┌──
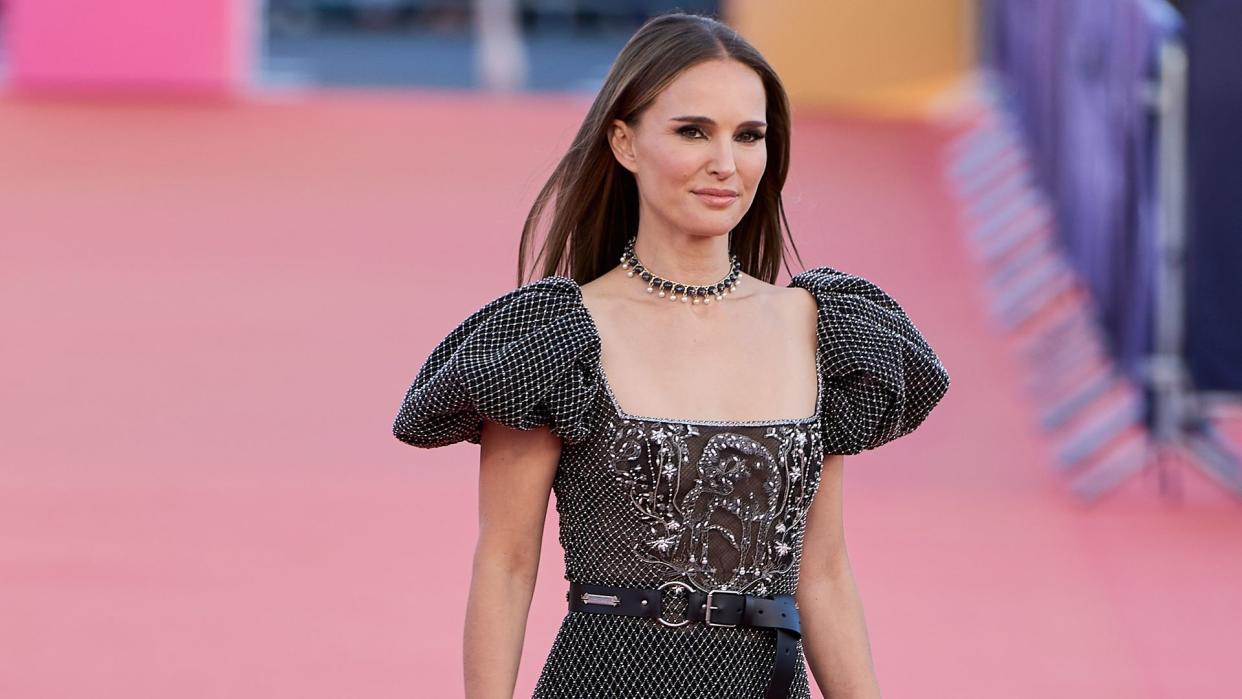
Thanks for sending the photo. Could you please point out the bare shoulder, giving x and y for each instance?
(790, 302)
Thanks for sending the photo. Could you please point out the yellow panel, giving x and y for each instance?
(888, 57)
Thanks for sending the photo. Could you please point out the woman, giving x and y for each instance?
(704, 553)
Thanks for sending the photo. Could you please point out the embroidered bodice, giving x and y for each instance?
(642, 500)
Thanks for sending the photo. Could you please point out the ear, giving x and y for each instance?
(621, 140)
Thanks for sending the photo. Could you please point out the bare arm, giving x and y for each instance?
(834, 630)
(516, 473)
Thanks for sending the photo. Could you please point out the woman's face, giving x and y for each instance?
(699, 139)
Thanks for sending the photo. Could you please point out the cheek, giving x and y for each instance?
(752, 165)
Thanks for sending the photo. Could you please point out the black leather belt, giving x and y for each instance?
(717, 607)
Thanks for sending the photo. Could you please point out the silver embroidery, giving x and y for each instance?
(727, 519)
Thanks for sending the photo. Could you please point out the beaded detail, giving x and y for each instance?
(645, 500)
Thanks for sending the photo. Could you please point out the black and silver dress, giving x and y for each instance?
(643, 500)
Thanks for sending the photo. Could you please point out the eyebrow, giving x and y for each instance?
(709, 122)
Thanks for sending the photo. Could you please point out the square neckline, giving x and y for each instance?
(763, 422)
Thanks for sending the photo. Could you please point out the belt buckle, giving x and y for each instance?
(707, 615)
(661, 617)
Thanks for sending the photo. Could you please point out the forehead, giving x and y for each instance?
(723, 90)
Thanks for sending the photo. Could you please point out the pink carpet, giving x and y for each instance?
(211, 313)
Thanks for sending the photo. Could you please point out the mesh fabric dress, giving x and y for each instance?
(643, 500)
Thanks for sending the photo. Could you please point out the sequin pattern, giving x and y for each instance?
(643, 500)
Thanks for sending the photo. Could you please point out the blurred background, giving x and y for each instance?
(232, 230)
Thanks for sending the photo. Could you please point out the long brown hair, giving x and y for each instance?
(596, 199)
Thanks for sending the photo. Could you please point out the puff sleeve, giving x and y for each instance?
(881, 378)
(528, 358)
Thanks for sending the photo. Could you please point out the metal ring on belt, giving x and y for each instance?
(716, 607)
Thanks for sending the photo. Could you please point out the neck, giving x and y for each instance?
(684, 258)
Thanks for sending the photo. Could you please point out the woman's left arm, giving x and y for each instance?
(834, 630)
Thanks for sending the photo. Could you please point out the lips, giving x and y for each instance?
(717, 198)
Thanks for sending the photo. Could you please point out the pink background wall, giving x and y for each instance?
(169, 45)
└──
Reproduce every line of the data above as a numbered list, omitting blank lines and leaving out the picture.

— Answer to the task —
1. Thanks for sending the photo. Could you please point out the bare shoulder, giving x and y for each instance?
2. (790, 302)
3. Thanks for sending the photo. Could you please point out the yellow panel, giving x and y for each instance?
4. (888, 57)
5. Thanks for sending the photo. Could you please point out the woman, giving x and y for each instance?
6. (704, 553)
7. Thanks for sending the photo. Could you please point out the embroidered bodice, giving x and y for each instance?
8. (642, 500)
9. Thanks for sending the photo. Could you please point out the ear, giving x and y for each instance?
10. (621, 140)
11. Thanks for sending the photo. Could you please point out the bare arm, giving x and y for each instance?
12. (834, 630)
13. (516, 473)
14. Thanks for sending the photo. Could you please point out the woman's face, giving x and y for each instance?
15. (699, 139)
16. Thanks for sending the photo. Could you please point out the cheek, giving x and y for each instance?
17. (752, 165)
18. Thanks for sending the photo. Could you please point out the black leather belt, giving x and y for each instance?
19. (717, 607)
20. Thanks for sending the photo. Could you please point out the silver embroidery, giving x and y for each instance?
21. (727, 519)
22. Thanks for sending the photo. Could you please point out the beaded detail, giving x and y for each instance?
23. (645, 500)
24. Thanks for sending the photo. Could you please point out the black and silver dress, giving x and y for each instance?
25. (643, 500)
26. Thanks for sending the photo. Could you please point out the eyebrow, giving x and y for each instance?
27. (709, 122)
28. Thanks for sending the photo. Could you please point out the square neckline, giving x and y for each instance?
29. (763, 422)
30. Thanks for sending the photo. Could you please point out the belt buckle, giving x and y for each instance?
31. (707, 615)
32. (661, 617)
33. Thanks for sending the photo. Could you please point out the forehead, giving x and y for each instance?
34. (723, 90)
35. Thanks for sending the photo. Could you please point out the pink carpet, giving x and y for each instance?
36. (211, 313)
37. Thanks for sending the photo. Could you please point out the mesh fabric dress, giving x and y for each instance?
38. (643, 500)
39. Thanks for sending the photo. Could you please point out the sequin pattern, giving x and y for each instance?
40. (643, 500)
41. Thanks for sending the photo. Could you please point out the blurred background, giving x and y for each instance?
42. (232, 230)
43. Thanks for sending the photo. Could you please point out the long brown hair, giving x and y for each instance?
44. (596, 199)
45. Thanks for sending the photo. Could you please point out the puff sleeve, giving x and y for each instance?
46. (881, 378)
47. (528, 358)
48. Thanks for sending the photo. Could you please point out the metal ring on belt, giving x and y for each instance?
49. (716, 607)
50. Thanks for sending the photo. Could you please point out the neck, giving x and y for each instance?
51. (684, 258)
52. Thanks for sending the photo. Could you please point out the woman's left arm, giving x and y for each instance?
53. (834, 630)
54. Thanks for sending the photo. Could you please point out the lips, giving x and y for each instance?
55. (717, 198)
56. Thanks for sending the photo. Could you please point out the pink background wall, giving x and y for each instance?
57. (169, 45)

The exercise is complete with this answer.